(Point annotations for photos)
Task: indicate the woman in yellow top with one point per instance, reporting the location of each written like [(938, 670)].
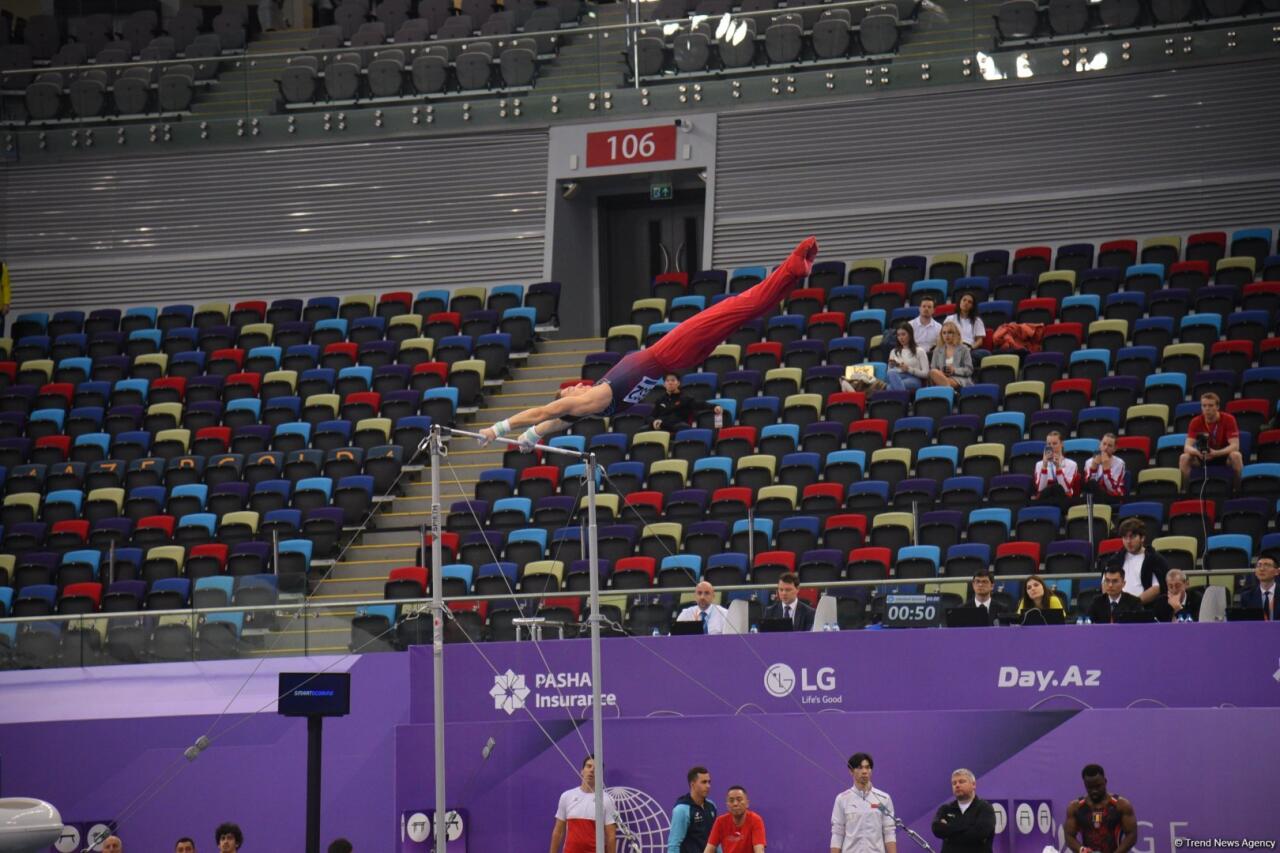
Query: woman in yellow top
[(1036, 596)]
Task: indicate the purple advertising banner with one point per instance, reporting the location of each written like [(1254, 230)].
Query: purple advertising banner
[(1097, 666), (794, 766)]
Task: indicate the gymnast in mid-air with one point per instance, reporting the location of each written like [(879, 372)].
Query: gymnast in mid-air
[(639, 372)]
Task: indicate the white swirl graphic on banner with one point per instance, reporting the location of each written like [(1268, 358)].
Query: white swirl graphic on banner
[(643, 824)]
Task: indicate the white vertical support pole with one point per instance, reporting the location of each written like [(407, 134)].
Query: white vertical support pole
[(635, 67), (438, 642), (597, 717)]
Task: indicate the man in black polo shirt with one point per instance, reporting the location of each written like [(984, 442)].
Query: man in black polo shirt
[(968, 822)]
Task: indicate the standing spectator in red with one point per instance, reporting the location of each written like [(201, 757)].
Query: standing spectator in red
[(1214, 436), (739, 831)]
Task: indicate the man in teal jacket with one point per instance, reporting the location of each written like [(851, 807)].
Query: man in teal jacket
[(693, 816)]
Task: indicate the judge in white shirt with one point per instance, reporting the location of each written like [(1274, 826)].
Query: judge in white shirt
[(862, 820), (713, 617)]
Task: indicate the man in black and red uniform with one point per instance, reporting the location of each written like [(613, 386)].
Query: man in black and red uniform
[(1100, 822), (641, 370)]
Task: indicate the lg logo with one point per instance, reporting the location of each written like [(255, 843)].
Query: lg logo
[(780, 680)]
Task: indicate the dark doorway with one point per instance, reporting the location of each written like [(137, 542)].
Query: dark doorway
[(641, 238)]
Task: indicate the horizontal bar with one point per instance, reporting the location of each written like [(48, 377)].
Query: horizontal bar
[(562, 451)]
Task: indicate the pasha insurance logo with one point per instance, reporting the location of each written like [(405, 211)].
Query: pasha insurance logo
[(508, 692)]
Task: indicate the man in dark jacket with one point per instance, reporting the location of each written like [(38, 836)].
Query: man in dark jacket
[(968, 822), (675, 410), (1114, 601)]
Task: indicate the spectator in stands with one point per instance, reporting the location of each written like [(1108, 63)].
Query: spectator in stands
[(924, 327), (575, 816), (1106, 821), (1179, 602), (1037, 596), (973, 333), (1055, 474), (1143, 569), (1114, 601), (968, 822), (1262, 593), (228, 836), (862, 817), (981, 589), (673, 410), (787, 605), (688, 345), (1104, 473), (1212, 436), (694, 815), (951, 363), (713, 616), (739, 831), (908, 363)]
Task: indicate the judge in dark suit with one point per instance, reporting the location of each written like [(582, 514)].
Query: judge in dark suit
[(1179, 602), (1114, 601), (968, 822), (1262, 594), (1143, 568), (981, 589), (787, 605)]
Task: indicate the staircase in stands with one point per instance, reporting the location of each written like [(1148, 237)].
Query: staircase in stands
[(393, 541), (246, 85)]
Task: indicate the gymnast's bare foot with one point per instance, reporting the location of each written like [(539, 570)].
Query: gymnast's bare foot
[(801, 258)]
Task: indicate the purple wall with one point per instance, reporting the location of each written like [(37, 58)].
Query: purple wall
[(778, 714), (255, 772), (795, 766)]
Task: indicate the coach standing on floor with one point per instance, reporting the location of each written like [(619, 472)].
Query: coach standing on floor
[(968, 822), (575, 816), (694, 815), (862, 820)]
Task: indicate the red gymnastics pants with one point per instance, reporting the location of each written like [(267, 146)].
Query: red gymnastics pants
[(695, 338)]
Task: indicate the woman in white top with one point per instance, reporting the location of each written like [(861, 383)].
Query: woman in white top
[(951, 363), (965, 318), (908, 364)]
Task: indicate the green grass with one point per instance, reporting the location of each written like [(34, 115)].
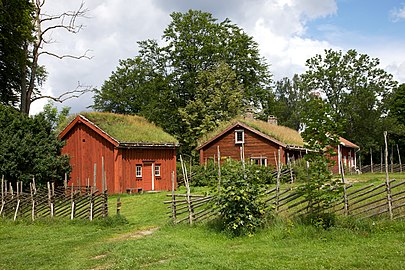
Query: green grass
[(281, 133), (126, 128), (110, 244)]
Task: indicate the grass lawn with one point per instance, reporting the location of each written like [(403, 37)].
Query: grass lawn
[(149, 242)]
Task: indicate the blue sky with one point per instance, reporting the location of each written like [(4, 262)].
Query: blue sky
[(288, 33)]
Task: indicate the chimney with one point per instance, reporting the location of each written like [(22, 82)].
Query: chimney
[(272, 119)]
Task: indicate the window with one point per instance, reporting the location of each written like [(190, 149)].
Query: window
[(261, 161), (138, 170), (239, 136), (157, 170)]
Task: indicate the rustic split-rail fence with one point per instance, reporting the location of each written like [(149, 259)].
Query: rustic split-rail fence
[(384, 199), (73, 202)]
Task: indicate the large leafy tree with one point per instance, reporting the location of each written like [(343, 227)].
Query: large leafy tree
[(194, 43), (29, 148), (287, 102), (16, 29), (218, 98), (355, 88)]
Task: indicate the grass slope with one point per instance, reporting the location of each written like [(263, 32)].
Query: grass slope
[(281, 133), (284, 245)]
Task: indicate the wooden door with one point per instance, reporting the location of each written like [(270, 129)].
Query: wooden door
[(148, 176)]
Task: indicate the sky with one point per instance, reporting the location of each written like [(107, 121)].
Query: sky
[(288, 33)]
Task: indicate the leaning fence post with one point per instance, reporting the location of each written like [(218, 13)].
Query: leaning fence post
[(173, 200), (387, 181), (345, 198), (32, 203), (72, 213)]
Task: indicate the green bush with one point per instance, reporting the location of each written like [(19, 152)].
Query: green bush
[(240, 202)]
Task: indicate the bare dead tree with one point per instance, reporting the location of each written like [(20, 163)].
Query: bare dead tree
[(44, 24)]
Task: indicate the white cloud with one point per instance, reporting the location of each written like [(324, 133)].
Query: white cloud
[(398, 14)]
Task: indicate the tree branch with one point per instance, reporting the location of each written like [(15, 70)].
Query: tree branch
[(84, 56), (76, 93)]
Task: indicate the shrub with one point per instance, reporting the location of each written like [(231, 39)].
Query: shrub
[(240, 202)]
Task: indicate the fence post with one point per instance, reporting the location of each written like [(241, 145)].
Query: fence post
[(278, 178), (173, 200), (387, 181), (2, 195), (72, 213)]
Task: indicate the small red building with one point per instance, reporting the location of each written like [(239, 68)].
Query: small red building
[(130, 153), (260, 141), (253, 140), (346, 151)]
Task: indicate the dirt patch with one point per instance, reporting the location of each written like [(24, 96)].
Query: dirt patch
[(135, 234)]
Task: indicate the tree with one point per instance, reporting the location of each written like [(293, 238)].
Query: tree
[(287, 102), (16, 29), (29, 148), (218, 98), (355, 88), (33, 75), (321, 136), (25, 35), (194, 43)]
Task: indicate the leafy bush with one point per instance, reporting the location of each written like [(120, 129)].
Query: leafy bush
[(240, 202), (207, 176), (29, 148)]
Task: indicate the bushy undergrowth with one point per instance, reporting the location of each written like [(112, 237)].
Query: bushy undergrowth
[(240, 199)]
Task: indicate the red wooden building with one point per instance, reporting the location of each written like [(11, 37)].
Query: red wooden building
[(130, 153), (253, 140), (259, 142), (346, 151)]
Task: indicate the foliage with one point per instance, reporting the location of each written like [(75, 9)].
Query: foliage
[(16, 28), (218, 98), (240, 202), (29, 148), (287, 102), (54, 117), (321, 138), (207, 175), (356, 89), (281, 133), (170, 83)]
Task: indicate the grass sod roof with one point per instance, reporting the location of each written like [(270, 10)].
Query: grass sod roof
[(281, 133), (127, 128)]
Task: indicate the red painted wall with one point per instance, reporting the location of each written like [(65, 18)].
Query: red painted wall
[(86, 148), (254, 146)]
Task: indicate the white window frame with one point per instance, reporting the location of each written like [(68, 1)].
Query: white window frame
[(157, 169), (262, 161), (138, 173), (238, 131)]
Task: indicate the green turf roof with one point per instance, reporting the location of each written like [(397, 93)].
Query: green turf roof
[(281, 133), (129, 128)]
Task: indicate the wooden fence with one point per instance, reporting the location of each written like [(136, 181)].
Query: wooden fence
[(362, 202), (75, 202), (378, 168)]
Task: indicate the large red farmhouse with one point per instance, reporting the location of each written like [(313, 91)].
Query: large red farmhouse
[(130, 153), (255, 140), (259, 142)]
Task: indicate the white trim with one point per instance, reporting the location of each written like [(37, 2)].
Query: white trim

▶ **TASK**
Write out again everything from the line with "Task: indicate the purple wall" to the line with "[(968, 822), (575, 816), (694, 815), (862, 820)]", keeping the requests, and scale every point coordinate in the answers by 1.25, rounding to whole numbers with halves going up. Leave the requests and their sample coordinates unchanged.

▶ **RESPONSE TO THIS TASK**
Task: indicate the purple wall with one point per instance, reporting the location of each written like [(37, 58)].
Query: purple wall
[(973, 893), (319, 965), (994, 958)]
Task: indicate the coach standing on floor with one point per instance, reporting the location of each written like [(619, 472)].
Query: coach standing on floor
[(1210, 1028), (719, 1020), (868, 1019), (1078, 1025)]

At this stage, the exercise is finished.